# Stored data entries:
--- START ---

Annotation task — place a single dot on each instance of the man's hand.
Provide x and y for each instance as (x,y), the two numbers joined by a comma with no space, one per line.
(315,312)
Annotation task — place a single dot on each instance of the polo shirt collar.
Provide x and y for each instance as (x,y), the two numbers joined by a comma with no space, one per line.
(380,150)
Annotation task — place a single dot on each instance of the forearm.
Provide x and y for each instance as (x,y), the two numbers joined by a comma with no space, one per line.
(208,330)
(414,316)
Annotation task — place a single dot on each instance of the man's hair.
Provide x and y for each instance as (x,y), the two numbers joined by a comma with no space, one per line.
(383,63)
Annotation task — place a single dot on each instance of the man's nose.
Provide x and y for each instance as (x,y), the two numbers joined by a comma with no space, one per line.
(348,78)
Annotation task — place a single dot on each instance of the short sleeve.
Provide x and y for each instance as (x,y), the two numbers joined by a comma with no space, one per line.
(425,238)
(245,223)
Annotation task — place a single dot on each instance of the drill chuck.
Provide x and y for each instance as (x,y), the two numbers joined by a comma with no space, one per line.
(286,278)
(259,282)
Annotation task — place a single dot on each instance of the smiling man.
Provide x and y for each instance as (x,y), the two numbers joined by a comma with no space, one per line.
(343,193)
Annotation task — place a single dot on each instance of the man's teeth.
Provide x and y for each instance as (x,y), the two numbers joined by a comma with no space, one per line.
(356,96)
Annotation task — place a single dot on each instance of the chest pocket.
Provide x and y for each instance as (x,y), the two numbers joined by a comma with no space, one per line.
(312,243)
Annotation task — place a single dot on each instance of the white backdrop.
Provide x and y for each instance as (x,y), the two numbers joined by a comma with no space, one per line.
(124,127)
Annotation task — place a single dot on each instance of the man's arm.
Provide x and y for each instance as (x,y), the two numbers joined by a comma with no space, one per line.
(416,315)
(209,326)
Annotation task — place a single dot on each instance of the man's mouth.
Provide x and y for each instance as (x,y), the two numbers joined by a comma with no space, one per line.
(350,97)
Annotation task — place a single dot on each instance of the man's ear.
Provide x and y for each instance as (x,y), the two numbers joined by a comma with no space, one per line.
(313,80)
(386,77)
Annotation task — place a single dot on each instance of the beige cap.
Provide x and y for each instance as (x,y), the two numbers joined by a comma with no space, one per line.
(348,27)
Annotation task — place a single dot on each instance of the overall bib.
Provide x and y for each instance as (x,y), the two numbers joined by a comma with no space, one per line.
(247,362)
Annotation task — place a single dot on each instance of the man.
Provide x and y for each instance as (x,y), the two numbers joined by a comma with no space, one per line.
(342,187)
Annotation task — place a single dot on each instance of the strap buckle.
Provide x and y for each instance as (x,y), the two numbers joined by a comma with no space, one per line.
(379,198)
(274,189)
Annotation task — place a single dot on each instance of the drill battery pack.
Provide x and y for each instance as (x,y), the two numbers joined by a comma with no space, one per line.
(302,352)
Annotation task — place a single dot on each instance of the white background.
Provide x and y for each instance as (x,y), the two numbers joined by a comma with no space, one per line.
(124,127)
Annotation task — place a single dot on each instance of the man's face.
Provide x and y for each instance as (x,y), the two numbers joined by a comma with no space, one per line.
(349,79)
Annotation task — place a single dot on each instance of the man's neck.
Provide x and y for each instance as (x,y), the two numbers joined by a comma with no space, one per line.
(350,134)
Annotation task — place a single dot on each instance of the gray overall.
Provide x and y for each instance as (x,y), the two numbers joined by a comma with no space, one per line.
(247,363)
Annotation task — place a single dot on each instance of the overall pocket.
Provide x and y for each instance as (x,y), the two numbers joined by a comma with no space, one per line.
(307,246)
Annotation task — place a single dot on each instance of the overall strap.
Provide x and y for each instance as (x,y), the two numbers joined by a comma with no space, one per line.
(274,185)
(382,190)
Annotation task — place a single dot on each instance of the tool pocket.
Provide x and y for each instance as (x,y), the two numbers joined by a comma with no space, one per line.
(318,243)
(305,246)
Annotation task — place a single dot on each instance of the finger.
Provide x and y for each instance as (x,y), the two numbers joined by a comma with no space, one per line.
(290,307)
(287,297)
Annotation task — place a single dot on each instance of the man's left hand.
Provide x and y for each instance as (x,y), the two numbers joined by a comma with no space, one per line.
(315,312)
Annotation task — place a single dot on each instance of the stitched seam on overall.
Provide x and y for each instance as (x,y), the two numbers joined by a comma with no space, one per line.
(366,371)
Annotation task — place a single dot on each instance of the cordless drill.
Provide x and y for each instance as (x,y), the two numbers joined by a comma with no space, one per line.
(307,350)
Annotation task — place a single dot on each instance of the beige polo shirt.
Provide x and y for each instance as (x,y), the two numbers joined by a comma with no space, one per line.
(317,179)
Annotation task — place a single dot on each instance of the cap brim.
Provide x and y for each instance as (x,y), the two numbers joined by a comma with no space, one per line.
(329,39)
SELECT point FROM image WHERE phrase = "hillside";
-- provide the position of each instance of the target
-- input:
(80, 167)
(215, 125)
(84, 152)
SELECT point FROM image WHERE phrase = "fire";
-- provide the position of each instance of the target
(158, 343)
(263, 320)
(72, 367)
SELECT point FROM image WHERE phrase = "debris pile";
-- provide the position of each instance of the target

--- END ---

# Exercise objective:
Read through the entries, then copy every line where the string "shirt" is found.

# Finished exercise:
Annotation task — place a single dot on each instance of the polo shirt collar.
Annotation task — place a single dot on each instance of the beige polo shirt.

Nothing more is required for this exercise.